GIVEN INSTRUCTION:
State how many lines of the material contain the string "forested", treating uppercase and lowercase as distinct. Reply with the number alone.

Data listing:
-=-=-
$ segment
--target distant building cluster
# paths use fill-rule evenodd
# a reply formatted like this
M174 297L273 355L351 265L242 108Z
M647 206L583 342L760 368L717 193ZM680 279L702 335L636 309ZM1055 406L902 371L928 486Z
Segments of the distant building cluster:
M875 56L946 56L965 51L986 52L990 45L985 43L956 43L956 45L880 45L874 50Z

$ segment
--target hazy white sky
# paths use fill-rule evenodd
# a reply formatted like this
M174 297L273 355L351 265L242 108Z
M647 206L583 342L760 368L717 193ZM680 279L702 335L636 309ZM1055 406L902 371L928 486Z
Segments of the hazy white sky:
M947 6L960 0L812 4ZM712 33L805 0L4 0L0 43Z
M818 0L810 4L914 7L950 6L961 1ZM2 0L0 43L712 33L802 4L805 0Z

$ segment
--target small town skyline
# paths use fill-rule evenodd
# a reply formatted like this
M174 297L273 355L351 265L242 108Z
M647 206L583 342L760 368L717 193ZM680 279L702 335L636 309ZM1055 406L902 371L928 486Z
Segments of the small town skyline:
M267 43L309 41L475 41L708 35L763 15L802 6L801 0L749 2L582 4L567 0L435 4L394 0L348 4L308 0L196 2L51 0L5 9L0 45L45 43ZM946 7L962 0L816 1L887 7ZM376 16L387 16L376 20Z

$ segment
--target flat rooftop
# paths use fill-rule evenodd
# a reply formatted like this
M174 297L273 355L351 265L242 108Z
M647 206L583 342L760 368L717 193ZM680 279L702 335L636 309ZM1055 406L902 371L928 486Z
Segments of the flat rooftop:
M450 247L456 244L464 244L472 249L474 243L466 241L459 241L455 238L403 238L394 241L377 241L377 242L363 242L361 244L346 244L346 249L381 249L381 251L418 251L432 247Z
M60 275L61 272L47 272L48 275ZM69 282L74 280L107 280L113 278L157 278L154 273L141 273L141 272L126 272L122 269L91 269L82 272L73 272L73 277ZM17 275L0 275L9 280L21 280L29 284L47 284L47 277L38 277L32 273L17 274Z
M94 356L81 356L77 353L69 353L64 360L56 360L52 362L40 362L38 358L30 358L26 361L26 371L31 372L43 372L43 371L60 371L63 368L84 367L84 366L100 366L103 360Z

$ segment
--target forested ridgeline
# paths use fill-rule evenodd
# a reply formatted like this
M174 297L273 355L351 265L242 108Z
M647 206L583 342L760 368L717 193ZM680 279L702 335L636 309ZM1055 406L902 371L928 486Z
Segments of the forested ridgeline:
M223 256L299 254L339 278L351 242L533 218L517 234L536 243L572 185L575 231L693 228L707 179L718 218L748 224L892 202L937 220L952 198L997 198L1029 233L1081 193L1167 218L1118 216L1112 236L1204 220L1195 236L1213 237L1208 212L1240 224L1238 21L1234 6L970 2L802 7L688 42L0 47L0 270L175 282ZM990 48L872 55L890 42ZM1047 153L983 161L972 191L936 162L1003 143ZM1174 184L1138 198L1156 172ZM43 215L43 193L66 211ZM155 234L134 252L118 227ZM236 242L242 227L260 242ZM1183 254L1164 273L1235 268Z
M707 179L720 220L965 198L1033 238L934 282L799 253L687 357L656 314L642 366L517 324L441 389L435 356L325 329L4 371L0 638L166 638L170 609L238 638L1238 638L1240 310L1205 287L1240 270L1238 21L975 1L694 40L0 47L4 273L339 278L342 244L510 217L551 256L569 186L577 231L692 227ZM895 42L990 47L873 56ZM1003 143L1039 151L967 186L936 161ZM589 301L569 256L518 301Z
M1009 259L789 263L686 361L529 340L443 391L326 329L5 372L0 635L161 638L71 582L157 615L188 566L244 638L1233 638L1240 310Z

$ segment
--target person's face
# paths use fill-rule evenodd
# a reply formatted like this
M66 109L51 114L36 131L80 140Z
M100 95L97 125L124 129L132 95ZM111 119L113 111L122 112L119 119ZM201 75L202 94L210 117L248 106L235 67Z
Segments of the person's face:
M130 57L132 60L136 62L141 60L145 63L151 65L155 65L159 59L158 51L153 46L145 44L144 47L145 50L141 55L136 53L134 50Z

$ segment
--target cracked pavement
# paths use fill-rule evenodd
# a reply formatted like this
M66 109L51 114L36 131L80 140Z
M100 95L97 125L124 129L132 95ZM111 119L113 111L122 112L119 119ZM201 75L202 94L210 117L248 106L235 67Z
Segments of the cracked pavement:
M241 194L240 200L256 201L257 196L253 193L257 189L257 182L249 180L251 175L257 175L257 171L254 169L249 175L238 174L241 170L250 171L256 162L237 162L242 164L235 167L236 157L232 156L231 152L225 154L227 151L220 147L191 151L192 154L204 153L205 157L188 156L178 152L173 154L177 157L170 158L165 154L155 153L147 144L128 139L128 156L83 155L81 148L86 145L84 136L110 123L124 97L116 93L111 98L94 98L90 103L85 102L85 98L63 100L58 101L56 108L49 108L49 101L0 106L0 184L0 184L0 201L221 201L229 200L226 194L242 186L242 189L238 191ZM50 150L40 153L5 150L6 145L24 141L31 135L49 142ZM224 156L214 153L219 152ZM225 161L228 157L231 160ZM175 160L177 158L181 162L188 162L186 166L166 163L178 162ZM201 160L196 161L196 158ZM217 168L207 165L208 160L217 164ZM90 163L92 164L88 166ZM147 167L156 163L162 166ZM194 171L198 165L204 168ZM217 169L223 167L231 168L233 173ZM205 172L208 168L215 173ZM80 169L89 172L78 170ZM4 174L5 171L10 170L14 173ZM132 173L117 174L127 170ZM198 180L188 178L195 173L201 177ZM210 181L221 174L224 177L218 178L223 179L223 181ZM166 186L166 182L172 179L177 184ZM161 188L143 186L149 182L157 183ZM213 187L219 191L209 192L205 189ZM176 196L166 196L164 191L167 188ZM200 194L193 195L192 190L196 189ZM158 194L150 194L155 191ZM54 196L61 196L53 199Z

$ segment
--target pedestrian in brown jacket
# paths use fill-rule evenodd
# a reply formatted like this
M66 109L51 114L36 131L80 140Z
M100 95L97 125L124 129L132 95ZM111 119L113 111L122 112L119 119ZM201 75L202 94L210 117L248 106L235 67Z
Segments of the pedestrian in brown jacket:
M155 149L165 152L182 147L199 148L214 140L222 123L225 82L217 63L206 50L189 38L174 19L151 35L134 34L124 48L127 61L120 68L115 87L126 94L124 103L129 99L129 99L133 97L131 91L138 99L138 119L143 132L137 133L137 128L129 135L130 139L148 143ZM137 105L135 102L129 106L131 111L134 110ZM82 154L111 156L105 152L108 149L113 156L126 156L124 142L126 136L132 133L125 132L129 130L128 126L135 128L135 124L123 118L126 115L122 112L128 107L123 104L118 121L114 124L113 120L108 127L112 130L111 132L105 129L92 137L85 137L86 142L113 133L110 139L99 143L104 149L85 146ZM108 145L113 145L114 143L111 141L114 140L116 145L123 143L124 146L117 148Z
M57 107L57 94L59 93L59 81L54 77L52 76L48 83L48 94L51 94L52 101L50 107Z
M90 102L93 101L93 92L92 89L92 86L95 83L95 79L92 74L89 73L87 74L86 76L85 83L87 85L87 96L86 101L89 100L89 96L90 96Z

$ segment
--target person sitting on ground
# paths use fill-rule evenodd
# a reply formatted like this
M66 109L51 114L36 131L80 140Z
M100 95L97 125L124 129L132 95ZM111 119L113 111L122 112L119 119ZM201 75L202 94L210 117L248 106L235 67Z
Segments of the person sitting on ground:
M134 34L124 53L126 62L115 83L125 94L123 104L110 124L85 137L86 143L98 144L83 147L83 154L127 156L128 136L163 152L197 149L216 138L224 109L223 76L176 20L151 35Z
-=-=-
EXERCISE RESULT:
2